Extracted data entries
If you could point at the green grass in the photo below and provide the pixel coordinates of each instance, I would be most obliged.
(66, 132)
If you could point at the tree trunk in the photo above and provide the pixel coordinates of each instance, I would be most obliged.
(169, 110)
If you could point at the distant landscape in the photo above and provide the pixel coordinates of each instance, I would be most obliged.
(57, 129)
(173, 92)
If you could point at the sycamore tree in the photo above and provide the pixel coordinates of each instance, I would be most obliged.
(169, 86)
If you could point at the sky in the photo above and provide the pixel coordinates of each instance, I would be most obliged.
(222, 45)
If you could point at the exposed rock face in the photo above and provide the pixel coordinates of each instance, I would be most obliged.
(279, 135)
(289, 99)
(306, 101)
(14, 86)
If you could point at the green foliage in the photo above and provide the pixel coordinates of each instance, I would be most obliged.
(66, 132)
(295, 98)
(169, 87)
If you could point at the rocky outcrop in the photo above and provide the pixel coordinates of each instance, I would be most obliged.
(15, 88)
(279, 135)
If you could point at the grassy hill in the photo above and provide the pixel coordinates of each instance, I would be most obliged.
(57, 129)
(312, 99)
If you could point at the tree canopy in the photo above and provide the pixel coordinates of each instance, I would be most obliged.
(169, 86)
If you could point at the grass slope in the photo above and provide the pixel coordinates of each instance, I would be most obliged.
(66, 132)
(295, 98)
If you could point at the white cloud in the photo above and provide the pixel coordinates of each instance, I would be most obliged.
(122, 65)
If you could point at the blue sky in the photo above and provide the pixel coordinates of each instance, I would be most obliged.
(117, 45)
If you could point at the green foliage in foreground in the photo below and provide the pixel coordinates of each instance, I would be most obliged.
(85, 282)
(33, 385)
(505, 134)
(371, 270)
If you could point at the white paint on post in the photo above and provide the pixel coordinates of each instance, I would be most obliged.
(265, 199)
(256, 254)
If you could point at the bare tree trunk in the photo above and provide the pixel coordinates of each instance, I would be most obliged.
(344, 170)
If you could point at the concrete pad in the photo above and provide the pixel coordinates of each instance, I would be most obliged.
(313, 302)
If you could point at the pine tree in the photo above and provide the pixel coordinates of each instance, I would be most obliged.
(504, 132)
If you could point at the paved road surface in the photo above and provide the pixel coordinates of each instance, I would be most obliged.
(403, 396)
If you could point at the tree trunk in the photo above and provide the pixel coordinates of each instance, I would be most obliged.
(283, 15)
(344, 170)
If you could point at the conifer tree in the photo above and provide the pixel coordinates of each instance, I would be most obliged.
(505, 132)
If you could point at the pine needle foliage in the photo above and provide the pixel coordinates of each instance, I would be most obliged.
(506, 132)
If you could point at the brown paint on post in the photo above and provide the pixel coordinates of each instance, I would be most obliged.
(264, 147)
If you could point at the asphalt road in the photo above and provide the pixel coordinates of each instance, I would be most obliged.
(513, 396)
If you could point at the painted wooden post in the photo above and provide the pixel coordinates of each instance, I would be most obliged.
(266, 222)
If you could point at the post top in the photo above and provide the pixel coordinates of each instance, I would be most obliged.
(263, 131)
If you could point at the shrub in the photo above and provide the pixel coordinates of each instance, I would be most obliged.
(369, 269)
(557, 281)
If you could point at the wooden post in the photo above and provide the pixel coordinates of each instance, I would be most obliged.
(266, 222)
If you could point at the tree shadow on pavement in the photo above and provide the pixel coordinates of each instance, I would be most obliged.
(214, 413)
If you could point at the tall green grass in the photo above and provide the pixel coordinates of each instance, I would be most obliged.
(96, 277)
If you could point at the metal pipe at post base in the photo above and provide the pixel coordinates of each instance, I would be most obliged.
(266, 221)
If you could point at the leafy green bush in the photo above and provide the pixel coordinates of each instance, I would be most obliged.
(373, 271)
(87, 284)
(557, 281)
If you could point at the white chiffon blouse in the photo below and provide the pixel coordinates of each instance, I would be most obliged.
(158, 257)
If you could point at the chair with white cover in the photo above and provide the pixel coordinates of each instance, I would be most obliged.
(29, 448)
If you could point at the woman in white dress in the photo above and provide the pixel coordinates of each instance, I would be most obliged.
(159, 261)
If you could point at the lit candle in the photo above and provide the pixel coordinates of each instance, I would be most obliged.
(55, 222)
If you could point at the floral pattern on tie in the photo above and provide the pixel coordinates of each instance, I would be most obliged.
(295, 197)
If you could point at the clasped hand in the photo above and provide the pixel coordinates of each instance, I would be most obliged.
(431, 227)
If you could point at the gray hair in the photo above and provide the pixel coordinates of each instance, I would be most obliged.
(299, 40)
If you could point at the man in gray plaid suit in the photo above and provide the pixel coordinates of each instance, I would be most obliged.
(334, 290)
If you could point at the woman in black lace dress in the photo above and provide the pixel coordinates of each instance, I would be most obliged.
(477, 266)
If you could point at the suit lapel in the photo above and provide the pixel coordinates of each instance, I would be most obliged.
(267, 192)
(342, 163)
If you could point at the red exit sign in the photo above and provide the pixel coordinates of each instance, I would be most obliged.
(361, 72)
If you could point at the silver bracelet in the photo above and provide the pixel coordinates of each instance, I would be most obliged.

What to work on ::
Rewrite the items from the line holding "If you could point at the man" through the end of the items, inclusive, substituting "very grateful" for "most obliged" and changing nothing else.

Exercise response ::
If you could point at the man in gray plaid suit in the photo above and provide the pixel coordinates of each instance, I would be very grateful.
(334, 290)
If you could point at the woman in black lace dress in the photo above and provide the pixel coordinates of each instance, I would be very grateful.
(477, 266)
If you could point at the suit lapel in the photo above and provide the pixel coordinates of each instance, I would be very grateful.
(267, 192)
(342, 163)
If you could point at the red exit sign in the photo above and provide the pixel coordinates of each instance, I would be very grateful.
(361, 72)
If you could point at the silver bracelet in the photo above and provide the pixel coordinates of each instance, I would be very grateful.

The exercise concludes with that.